• **Stated task**
Give back the entire listing verbatim.

[Collection entries]
## Begin

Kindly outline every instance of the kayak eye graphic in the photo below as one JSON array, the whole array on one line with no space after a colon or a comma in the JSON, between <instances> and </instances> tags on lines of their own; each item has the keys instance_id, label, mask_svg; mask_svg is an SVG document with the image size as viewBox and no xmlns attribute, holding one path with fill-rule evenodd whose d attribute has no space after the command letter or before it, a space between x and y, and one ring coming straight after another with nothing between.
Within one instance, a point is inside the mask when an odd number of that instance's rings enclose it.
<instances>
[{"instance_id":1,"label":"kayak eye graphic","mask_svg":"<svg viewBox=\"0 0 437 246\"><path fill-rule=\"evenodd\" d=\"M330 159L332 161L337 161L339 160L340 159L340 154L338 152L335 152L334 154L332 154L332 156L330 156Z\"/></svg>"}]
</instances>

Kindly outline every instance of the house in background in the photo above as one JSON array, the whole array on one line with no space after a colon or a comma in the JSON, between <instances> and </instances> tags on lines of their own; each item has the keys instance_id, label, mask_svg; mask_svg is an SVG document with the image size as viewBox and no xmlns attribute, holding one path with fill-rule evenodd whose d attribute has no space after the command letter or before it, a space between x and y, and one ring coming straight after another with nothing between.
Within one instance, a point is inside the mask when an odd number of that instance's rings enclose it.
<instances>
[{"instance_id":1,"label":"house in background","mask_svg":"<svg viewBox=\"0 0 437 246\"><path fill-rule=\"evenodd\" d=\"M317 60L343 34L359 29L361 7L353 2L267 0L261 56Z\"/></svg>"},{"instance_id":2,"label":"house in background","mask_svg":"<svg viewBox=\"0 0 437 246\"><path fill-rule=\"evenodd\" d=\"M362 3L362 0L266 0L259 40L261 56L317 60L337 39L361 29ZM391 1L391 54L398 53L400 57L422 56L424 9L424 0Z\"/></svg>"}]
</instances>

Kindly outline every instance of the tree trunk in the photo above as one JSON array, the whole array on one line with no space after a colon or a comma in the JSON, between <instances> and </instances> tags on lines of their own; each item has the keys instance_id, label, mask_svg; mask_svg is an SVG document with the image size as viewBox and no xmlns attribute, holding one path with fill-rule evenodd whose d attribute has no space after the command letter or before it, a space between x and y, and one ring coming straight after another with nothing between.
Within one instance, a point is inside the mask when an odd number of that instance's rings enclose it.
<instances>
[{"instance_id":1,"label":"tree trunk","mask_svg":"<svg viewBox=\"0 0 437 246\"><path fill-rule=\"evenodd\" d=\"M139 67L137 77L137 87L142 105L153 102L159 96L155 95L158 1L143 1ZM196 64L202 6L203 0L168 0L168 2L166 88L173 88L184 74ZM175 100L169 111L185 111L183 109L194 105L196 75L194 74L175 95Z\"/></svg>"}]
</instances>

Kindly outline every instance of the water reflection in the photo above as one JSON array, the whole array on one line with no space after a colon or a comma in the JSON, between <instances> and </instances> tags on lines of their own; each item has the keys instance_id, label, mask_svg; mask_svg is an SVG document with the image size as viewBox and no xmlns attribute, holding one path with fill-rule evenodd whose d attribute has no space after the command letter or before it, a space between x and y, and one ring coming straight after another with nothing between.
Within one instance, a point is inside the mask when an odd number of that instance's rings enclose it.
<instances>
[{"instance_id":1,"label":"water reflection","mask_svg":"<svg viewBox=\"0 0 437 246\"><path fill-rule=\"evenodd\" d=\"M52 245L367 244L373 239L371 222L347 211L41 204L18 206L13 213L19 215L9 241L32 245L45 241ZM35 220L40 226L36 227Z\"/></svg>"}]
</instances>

## End

• **Result of this exercise**
Kindly outline every instance of the kayak eye graphic in the photo below as one JSON array, the whole array on one line with no space after a colon or a comma in the JSON, between <instances> and </instances> tags on lines of their own; each item has the keys instance_id, label, mask_svg; mask_svg is an SVG document with the image size as viewBox and no xmlns attribute, holding one path with fill-rule evenodd whose d attribute has no space after the command letter or before it, a space between x and y, and one ring coming straight after another with nothing between.
Within one instance, a point is inside the mask when an odd number of that instance's rings enclose it.
<instances>
[{"instance_id":1,"label":"kayak eye graphic","mask_svg":"<svg viewBox=\"0 0 437 246\"><path fill-rule=\"evenodd\" d=\"M330 159L332 161L337 161L339 160L340 159L340 154L338 152L335 152L334 154L332 154L332 156L330 156Z\"/></svg>"}]
</instances>

Kindly outline every instance of the house in background in the photo above as one JSON array, the whole array on one line with no space after a colon or a comma in the JSON, between <instances> and </instances> tags on lines of their own; each item has the keys instance_id, label, mask_svg; mask_svg is an SVG document with the image size as viewBox and no xmlns attribute, holding one path with fill-rule evenodd whose d attribute has no space after the command letter or before it, a space between x and y, and one ring coming straight after another with nothing between.
Within one instance, a point is inside the mask when an odd number of that instance's rings enclose it.
<instances>
[{"instance_id":1,"label":"house in background","mask_svg":"<svg viewBox=\"0 0 437 246\"><path fill-rule=\"evenodd\" d=\"M317 60L343 34L359 29L361 7L353 2L267 0L261 56Z\"/></svg>"},{"instance_id":2,"label":"house in background","mask_svg":"<svg viewBox=\"0 0 437 246\"><path fill-rule=\"evenodd\" d=\"M362 3L362 0L266 0L259 40L261 56L317 60L337 39L361 29ZM391 1L391 54L398 53L400 57L422 56L424 9L424 0Z\"/></svg>"}]
</instances>

Kindly outline every instance of the tree trunk in the photo above as one JSON array, the whole array on one line with no space after a colon or a comma in the JSON, between <instances> and </instances> tags on lines of their own; each item has the keys instance_id, label, mask_svg; mask_svg is an SVG document with the image size as viewBox and no xmlns attribute, holding one path with fill-rule evenodd whose d attribute has no space after the command letter or before it, a space between x and y, and one ring coming straight after another with nothing between.
Within one instance, a point is inside the mask when an odd number of that instance's rings enclose it.
<instances>
[{"instance_id":1,"label":"tree trunk","mask_svg":"<svg viewBox=\"0 0 437 246\"><path fill-rule=\"evenodd\" d=\"M139 67L137 77L137 87L142 105L153 102L159 96L155 95L158 1L143 1ZM196 64L202 6L203 0L168 0L168 2L166 88L173 88L184 74ZM175 100L169 111L185 111L183 109L194 105L196 75L194 74L175 95Z\"/></svg>"}]
</instances>

Kindly outline every instance of the water reflection in the photo above as one JSON array, the whole array on one line with no space after a colon or a comma in the JSON, between <instances> and </instances> tags on lines of their own; each item has the keys instance_id, label, mask_svg; mask_svg is an SVG document with the image size as viewBox and no xmlns attribute, holding one path with fill-rule evenodd whose d attribute has no space after the command letter or before it, a space between x and y, and one ring coming straight after another with nothing between.
Within one instance, a point is inside the mask when an odd number of that instance's rings enclose it.
<instances>
[{"instance_id":1,"label":"water reflection","mask_svg":"<svg viewBox=\"0 0 437 246\"><path fill-rule=\"evenodd\" d=\"M52 245L367 244L373 239L371 222L347 211L41 204L18 206L13 213L19 215L9 241L32 245L45 241ZM35 220L40 226L36 227Z\"/></svg>"}]
</instances>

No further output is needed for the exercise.